LANZHOU, CHINA (XINHUA) – A group of boys proudly competed in a closely contested football game. They seemed no different to other students, except for the hearing devices attached to their ears.
All the players are students of Baiyin Special Education School in Northwest China’s Gansu Province. With classes gradually resuming as the COVID-19 pandemic eases in the country, these hearing-impaired youngsters enjoyed their first football practice since mid-June.
After having their temperatures taken, a whistle from a teacher signalled for the game to begin. Tian Wenhai, a tall eighth grader, gestured to his teammates to rush to the penalty area, who assisted him in scoring a goal. The team celebrates with high-fives all round. Tian Wenhai gestured that he has suffered from congenital hearing loss since birth. He’s had to learn to communicate with people by reading lips and sign language.
In 2016, Tian joined an after-school football class and was soon captured by the sport. Football has brought him not only happiness, but also made him a lot of friends at school.
Executing the tactics and strategies of the coach is a key factor to winning, but in a silent world, this can prove to be extremely challenging. “Soft fire makes sweet malt,” said Tian’s coach Ma Zhongying, who repeatedly demonstrated every technical action and tactic so that his players could catch up.

▸ Exercise requirements:
a: List every geographic place name in the football article, leaving out any that appear only within the school's name.
b: Write the next part of the football article, starting after the sentence that ends "so that his players could catch up."
The items that follow are separate from the football article.

▸ Information given:
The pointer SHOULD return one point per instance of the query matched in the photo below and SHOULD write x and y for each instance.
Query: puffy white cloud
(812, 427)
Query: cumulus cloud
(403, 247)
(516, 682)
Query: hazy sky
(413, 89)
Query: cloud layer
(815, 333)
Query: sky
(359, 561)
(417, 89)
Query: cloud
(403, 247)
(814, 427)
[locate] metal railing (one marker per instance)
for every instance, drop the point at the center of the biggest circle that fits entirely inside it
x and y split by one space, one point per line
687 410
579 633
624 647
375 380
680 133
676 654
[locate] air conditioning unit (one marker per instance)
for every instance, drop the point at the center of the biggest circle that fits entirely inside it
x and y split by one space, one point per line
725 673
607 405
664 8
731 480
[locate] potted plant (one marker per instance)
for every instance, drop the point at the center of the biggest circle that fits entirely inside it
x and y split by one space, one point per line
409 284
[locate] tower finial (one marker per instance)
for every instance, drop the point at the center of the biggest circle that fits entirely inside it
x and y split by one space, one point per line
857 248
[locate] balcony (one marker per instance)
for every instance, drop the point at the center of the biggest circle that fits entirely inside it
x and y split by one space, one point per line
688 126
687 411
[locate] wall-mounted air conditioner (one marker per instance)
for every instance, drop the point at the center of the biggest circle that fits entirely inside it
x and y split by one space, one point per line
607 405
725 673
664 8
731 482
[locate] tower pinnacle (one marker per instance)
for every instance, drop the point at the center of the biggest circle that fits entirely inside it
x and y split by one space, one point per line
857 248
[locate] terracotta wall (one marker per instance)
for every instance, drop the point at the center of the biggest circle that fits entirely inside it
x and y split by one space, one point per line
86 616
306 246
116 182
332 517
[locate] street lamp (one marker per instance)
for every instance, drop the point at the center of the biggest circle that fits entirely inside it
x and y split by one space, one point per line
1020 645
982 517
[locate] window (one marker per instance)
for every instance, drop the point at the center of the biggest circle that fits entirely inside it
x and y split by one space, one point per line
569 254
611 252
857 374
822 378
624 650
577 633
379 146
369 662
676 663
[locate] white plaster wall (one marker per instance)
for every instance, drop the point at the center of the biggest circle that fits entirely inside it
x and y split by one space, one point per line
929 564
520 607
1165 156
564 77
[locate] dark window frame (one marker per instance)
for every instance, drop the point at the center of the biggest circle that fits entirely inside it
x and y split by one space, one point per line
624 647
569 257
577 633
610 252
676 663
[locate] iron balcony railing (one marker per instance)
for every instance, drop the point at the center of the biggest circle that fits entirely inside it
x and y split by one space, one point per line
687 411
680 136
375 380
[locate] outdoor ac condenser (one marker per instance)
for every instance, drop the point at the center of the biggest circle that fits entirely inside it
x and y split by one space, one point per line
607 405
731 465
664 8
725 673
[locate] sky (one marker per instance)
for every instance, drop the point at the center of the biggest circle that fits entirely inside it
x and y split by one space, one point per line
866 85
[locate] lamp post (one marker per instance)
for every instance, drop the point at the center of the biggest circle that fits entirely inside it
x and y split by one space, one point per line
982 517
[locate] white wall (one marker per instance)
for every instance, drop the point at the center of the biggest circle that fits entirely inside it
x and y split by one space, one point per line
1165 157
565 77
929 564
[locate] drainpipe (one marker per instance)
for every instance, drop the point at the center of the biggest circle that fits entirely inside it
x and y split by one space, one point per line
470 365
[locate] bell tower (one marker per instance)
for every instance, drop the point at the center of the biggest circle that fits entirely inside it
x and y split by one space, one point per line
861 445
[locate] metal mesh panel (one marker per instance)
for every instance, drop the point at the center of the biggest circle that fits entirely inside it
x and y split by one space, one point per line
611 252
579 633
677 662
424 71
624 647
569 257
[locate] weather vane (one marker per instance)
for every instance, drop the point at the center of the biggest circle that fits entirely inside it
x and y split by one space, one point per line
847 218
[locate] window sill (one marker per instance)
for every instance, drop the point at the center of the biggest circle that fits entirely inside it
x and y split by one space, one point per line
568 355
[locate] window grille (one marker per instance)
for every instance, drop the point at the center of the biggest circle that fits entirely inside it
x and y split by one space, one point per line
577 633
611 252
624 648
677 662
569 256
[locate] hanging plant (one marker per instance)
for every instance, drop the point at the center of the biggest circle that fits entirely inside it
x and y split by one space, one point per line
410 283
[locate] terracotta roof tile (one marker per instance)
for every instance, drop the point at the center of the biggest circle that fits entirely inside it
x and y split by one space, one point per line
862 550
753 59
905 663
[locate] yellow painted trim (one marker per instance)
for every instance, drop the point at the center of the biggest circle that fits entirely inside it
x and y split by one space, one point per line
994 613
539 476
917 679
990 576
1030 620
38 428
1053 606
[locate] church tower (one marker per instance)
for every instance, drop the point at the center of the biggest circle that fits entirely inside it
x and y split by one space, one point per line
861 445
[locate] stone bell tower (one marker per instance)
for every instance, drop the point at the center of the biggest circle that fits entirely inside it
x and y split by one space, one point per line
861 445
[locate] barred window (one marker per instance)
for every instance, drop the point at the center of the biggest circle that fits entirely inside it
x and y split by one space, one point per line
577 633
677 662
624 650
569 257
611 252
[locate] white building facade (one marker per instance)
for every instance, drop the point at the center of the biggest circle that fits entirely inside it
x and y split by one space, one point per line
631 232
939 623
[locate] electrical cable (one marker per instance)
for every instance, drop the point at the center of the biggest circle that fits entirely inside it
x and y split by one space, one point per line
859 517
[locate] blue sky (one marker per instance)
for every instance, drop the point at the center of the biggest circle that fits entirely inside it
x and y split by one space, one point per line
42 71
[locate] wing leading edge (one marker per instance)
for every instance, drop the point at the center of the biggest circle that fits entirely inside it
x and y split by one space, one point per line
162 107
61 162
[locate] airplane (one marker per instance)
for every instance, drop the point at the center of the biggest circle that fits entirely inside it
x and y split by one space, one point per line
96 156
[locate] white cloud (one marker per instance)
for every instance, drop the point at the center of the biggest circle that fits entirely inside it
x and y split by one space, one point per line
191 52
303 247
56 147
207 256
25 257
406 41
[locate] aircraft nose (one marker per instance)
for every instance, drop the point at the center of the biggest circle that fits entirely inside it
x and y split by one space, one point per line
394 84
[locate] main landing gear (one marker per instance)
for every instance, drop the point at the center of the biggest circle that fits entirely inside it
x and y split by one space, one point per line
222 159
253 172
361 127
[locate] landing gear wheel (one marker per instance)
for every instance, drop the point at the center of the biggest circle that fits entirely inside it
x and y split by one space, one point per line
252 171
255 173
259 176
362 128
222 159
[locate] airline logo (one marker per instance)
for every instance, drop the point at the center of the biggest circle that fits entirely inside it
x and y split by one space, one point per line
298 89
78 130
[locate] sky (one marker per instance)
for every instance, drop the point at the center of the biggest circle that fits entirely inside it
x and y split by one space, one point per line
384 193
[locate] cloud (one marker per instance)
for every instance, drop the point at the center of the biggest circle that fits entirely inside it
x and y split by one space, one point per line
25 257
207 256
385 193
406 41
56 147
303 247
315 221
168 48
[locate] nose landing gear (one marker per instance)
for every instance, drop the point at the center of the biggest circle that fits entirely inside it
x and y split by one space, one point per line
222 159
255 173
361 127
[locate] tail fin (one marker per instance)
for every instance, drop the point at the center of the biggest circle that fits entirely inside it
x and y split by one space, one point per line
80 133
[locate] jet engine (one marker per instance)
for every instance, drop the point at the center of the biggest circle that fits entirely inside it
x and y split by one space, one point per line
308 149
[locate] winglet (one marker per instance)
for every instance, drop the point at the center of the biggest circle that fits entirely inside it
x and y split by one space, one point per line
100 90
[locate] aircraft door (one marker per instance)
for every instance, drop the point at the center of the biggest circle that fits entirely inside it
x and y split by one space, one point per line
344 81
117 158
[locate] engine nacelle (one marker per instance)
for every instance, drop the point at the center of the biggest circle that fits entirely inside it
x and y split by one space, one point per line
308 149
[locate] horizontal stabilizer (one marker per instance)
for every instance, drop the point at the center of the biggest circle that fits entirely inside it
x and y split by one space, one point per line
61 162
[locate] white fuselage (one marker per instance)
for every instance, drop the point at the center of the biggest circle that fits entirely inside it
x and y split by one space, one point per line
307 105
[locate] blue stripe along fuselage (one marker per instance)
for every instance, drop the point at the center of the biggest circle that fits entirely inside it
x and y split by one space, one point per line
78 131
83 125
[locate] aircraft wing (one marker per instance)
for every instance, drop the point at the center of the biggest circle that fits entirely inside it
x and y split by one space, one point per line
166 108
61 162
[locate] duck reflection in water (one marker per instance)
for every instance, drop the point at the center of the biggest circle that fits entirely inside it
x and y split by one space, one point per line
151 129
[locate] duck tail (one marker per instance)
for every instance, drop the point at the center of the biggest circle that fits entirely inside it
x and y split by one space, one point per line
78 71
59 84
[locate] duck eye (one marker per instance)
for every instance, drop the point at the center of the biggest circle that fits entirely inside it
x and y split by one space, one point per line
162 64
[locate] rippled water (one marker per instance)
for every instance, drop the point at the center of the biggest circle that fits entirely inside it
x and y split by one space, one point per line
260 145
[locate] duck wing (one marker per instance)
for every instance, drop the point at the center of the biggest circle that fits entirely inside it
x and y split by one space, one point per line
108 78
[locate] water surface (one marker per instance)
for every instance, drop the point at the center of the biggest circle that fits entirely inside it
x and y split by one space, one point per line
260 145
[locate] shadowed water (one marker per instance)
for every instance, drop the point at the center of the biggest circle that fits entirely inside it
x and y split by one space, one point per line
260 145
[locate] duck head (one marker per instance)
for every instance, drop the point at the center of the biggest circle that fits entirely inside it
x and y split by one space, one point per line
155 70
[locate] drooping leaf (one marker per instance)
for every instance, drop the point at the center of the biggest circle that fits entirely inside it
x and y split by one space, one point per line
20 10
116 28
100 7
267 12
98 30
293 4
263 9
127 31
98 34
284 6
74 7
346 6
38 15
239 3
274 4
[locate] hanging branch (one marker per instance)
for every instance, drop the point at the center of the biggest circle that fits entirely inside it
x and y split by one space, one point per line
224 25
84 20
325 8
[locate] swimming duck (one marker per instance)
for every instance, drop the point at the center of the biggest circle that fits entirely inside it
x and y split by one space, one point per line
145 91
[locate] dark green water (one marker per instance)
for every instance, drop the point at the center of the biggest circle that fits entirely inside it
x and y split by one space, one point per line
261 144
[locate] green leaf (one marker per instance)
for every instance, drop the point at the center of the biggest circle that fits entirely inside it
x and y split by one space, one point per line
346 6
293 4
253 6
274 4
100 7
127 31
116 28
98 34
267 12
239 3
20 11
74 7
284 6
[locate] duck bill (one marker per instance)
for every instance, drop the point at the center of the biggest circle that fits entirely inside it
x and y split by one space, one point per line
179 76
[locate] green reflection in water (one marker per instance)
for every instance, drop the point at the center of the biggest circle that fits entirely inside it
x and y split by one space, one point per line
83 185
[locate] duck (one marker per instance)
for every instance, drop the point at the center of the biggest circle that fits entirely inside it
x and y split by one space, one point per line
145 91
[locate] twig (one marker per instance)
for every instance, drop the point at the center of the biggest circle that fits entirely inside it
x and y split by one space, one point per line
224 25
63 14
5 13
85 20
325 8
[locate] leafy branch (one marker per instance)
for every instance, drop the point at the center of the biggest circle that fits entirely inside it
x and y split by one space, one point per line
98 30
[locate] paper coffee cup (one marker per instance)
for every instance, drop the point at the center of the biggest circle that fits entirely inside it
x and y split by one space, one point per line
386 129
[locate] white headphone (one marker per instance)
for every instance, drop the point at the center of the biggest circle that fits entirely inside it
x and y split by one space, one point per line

▸ Expected results:
a: Lanzhou, China, Northwest China, Gansu Province

b:
Ma also invited players from local amateur football clubs to play with the boys during their daily training to improve their skills. He has been the coach of the five-a-side football team for hearing-impaired teenagers since 2017, just one year into the programmes lifespan.
“Through after-school football class, we encouraged hearing-impaired children to play together,” Ma said. Last summer, at the 10th National Games for Persons with Disabilities and the 7th Special Olympics Games, Ma led the team as they represented Gansu province and took third place in the five-a-side tournament for the deaf, and also took home the Sportsmanship Award.
Tian was a member of that team. Through all kinds of competitions and challenges, Ma was pleased to see that players such as Tian had grown in confidence.
“Football compensates for the psychological and physiological defects of hearing-impaired children. It cultivates their sense of teamwork and builds excellent character,” Ma said.
Principal of the school Wang Pu said that the football team has trained over 100 hearing-impaired teenagers. “Special education is a kind of education in which people can influence each other with good character,” Wang said.
After the football match, Tian gestured to his coach with a smile. “He said ‘thank you,’ and that he is willing to play for the rest of his life because football is already of part of him,” Ma interpreted.